#### Data extracts:
"""

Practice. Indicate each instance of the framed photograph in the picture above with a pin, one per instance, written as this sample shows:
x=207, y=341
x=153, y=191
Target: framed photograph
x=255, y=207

"""

#### Instructions for the task:
Recreate the full listing above precisely.

#### Response box:
Practice. Indicate each instance of the framed photograph in the picture above with a pin, one per instance, written as this sample shows:
x=207, y=341
x=153, y=191
Target: framed photograph
x=255, y=207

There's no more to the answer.